[Photo-based referring expression data]
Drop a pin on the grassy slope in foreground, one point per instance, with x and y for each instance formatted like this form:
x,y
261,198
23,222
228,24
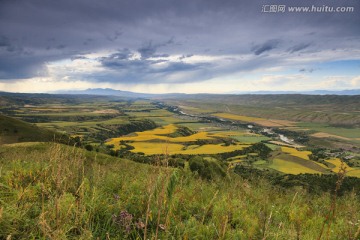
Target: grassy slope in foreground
x,y
54,191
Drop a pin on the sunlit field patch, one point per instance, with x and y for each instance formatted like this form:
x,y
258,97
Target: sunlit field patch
x,y
290,167
337,163
260,121
296,153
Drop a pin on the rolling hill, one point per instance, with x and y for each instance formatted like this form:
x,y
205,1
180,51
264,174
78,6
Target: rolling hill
x,y
13,131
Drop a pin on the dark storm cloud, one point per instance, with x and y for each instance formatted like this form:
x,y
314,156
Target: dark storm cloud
x,y
34,33
265,47
298,47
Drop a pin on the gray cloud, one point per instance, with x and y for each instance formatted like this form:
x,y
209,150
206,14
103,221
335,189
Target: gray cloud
x,y
298,47
265,47
34,33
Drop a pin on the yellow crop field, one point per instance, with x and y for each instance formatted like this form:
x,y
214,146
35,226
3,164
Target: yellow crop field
x,y
354,173
156,148
290,167
173,148
296,153
213,149
261,121
238,117
337,163
155,142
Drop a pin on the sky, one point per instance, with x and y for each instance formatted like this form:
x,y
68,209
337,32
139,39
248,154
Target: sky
x,y
188,46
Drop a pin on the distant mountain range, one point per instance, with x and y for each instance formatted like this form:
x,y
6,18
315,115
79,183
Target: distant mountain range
x,y
314,92
113,92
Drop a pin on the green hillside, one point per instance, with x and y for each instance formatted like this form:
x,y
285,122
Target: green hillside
x,y
13,130
53,191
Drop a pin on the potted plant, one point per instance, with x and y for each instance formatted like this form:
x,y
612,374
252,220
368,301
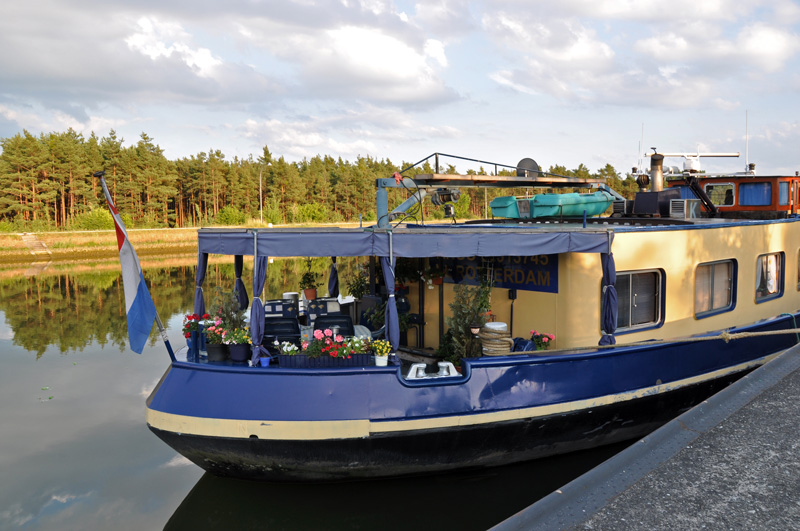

== Problem description ==
Your answer should hold every line of the entries that contains the string "formatted".

== Exercise answer ==
Drop a pin on the grassy slope in foreground, one point per instance, with x and y for each instance formatted like this form:
Drop a pin on the sunlit field patch, one point per instance, with x and y for each instance formatted like this form:
Drop a pin on the rolling hill, one point per instance, with x and y for each instance formatted like this form:
Drop a pin on the dark storm cloud, one point per instance, with x and y for each instance formatted like this form:
Drop a pin on the gray cloud, one point per instance, with x and y for each instance formatted like this form:
Drop a pin on the yellow crop field, one point per instance, with x and y for each instance formatted like this form:
Drop a pin on the sky, one point per instance, with x and y for each instance formatted like this form:
Drop a pin on the distant mountain range, one point per instance, with x and y for each instance formatted like this form:
Drop a pin on the green hillside, one point per instance, with x and y for each instance formatted like this form:
Drop a pin on the potted plant, one point per instance, with x and y for each instance formatted like this form:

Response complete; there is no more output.